- [Goal of the exercise]: Check each line of the data below for the word "switch", then extract the ones that have it.

»»

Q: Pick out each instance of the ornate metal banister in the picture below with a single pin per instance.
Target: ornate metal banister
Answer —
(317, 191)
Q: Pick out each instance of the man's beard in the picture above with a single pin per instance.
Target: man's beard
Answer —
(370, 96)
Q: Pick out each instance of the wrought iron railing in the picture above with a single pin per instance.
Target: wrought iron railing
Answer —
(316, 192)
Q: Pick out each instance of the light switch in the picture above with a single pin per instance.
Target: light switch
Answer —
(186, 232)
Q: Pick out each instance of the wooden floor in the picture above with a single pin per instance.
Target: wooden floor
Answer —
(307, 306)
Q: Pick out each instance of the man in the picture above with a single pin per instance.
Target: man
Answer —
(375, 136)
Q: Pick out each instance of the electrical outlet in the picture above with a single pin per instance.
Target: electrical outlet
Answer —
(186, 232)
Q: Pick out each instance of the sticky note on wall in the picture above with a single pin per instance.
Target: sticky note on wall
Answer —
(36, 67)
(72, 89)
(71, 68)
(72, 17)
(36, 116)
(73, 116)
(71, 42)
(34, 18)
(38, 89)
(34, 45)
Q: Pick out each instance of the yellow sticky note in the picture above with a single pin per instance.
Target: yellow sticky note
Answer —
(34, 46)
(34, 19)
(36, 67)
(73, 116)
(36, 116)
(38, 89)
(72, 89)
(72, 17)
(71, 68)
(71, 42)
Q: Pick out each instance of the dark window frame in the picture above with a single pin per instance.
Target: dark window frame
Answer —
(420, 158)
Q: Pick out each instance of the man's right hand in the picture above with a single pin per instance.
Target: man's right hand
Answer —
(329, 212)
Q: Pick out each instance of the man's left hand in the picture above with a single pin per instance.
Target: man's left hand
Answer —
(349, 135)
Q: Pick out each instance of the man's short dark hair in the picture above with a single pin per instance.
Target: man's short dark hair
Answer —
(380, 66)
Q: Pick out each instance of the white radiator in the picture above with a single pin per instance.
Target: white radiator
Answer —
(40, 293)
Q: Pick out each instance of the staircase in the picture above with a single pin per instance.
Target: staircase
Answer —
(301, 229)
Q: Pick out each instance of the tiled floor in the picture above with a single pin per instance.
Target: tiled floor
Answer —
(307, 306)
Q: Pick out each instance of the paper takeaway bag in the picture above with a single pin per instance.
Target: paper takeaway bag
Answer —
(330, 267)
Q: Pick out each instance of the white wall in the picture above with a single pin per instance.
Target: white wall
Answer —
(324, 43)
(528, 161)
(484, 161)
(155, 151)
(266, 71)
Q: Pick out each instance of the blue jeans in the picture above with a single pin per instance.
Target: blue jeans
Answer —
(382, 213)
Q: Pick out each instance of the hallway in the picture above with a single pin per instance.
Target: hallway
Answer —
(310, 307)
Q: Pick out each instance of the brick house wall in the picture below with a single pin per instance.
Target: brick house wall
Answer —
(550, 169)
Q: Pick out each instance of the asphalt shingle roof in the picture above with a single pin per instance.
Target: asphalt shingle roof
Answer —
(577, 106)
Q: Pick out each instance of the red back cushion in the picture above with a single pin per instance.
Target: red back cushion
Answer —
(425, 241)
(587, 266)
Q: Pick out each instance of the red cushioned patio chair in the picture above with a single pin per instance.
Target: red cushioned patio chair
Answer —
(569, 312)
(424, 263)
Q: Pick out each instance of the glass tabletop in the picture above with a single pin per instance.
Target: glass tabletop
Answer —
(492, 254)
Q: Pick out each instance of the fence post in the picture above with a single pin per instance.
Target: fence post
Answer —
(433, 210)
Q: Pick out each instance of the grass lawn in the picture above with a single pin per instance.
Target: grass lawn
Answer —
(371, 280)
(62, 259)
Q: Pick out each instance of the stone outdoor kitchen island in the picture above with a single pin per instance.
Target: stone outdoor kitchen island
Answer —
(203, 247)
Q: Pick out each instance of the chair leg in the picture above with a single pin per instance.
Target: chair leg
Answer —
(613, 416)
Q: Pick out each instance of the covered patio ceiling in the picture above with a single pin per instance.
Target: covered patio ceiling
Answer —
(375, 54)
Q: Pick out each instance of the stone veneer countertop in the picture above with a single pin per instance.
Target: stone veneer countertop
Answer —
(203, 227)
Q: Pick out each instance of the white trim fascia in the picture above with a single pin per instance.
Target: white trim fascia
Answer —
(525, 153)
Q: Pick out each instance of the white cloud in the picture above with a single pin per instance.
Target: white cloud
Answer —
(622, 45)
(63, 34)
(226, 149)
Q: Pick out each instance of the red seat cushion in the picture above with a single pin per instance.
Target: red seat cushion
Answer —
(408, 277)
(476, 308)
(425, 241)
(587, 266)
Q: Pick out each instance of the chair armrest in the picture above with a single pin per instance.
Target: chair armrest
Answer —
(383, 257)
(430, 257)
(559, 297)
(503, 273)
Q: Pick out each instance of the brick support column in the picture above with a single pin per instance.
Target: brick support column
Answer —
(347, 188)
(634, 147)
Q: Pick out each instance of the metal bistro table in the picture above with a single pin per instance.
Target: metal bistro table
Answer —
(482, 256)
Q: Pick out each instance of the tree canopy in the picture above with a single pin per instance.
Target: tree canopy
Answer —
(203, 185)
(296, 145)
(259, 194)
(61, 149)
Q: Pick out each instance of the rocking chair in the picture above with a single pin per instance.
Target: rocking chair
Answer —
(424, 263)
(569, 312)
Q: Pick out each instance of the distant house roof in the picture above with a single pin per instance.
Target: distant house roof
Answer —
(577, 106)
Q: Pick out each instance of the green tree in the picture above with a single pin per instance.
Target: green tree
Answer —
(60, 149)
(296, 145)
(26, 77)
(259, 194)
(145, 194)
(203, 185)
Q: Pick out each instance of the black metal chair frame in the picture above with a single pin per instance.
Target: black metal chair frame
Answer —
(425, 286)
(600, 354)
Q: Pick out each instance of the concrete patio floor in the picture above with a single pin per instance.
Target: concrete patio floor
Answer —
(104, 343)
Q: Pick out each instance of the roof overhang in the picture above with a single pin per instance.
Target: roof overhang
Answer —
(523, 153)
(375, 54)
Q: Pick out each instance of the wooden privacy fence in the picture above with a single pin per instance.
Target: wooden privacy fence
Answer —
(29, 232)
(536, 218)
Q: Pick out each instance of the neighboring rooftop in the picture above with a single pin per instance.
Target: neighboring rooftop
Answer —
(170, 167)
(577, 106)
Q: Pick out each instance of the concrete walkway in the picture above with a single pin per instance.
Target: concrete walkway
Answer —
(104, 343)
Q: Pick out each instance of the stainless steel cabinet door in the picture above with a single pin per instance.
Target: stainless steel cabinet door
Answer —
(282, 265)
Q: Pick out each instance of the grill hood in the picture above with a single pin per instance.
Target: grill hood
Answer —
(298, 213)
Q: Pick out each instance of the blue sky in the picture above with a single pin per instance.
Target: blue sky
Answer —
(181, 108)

««
»»

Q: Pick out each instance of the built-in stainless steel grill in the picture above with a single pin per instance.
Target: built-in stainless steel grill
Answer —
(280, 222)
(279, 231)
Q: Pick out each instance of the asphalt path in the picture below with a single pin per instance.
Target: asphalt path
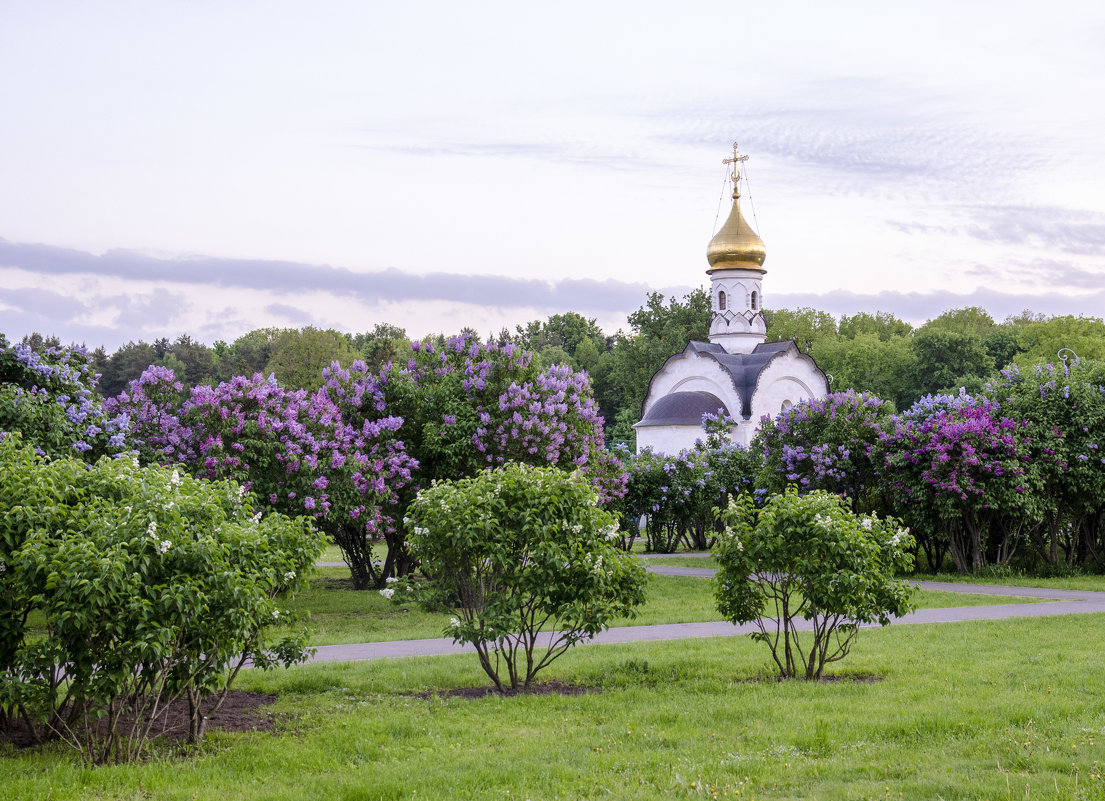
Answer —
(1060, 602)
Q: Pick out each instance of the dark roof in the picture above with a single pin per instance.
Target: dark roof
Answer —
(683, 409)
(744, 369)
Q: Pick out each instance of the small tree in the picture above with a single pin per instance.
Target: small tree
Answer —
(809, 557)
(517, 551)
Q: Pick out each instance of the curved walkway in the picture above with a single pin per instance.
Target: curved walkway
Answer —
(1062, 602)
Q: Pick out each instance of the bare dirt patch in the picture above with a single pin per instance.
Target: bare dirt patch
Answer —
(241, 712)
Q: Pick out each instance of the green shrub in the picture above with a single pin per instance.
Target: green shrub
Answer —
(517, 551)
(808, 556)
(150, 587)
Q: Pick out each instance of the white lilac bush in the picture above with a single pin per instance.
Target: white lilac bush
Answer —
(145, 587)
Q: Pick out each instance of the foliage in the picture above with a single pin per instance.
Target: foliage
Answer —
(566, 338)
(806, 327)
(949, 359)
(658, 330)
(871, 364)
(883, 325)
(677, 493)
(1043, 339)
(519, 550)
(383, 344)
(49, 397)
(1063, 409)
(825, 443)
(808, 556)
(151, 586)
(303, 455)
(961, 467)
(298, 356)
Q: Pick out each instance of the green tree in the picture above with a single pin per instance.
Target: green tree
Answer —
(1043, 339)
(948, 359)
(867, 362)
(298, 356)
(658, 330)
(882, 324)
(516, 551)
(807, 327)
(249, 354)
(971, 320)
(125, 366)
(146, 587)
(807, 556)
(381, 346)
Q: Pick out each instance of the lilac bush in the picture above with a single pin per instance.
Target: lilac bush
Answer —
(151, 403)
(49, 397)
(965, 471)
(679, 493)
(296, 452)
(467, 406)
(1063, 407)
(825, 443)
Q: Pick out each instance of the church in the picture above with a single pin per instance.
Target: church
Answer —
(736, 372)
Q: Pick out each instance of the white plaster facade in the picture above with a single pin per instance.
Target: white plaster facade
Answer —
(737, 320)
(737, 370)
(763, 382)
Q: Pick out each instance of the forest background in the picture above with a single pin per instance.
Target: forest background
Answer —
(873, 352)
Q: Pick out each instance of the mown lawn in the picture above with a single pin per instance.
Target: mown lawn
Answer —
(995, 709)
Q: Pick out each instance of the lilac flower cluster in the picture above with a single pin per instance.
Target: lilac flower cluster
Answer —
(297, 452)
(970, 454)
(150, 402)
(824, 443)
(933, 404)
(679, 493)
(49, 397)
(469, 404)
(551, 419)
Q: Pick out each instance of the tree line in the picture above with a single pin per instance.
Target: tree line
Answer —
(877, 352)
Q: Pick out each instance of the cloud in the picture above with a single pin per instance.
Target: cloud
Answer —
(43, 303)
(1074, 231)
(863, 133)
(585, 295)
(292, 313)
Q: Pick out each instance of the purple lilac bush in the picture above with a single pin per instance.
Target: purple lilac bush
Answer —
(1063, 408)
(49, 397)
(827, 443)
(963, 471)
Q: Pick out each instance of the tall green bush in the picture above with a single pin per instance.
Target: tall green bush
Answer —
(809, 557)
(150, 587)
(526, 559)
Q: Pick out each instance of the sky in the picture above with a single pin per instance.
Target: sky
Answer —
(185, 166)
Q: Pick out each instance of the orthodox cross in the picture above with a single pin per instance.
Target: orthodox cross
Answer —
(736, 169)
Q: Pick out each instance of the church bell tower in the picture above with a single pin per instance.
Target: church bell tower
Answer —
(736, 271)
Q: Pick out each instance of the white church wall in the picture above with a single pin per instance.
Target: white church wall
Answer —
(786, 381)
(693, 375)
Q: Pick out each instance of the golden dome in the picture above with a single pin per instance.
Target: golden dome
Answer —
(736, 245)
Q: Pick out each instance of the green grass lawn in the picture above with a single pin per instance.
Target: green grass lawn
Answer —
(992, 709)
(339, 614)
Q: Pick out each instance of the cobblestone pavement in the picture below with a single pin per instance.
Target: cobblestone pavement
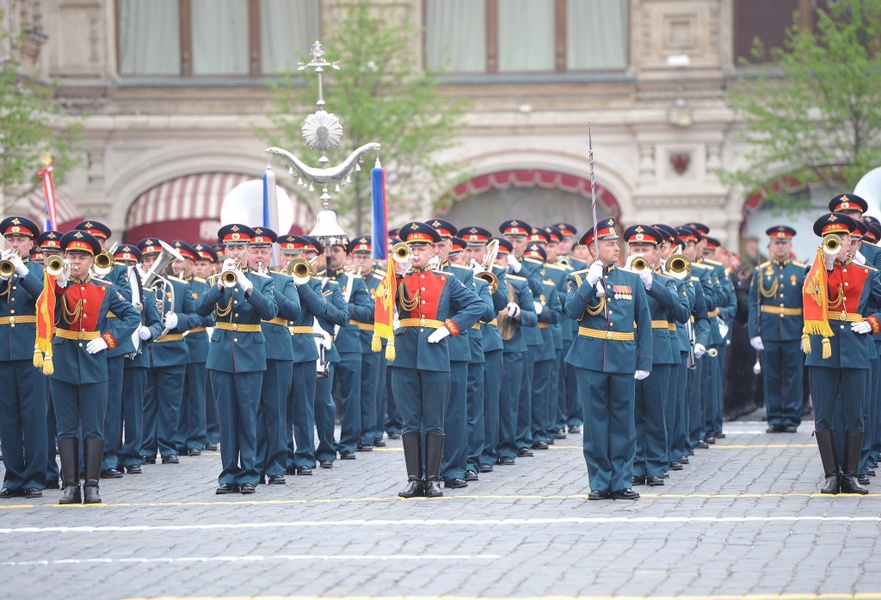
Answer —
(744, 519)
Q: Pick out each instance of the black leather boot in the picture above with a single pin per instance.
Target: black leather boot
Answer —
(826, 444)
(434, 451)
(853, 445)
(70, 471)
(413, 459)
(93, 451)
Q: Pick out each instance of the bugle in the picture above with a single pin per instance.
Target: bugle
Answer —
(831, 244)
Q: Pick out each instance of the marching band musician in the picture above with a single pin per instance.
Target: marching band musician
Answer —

««

- [Reply]:
Q: Pick out each instance of the light switch in the picture above with a single pin per instance.
Target: light switch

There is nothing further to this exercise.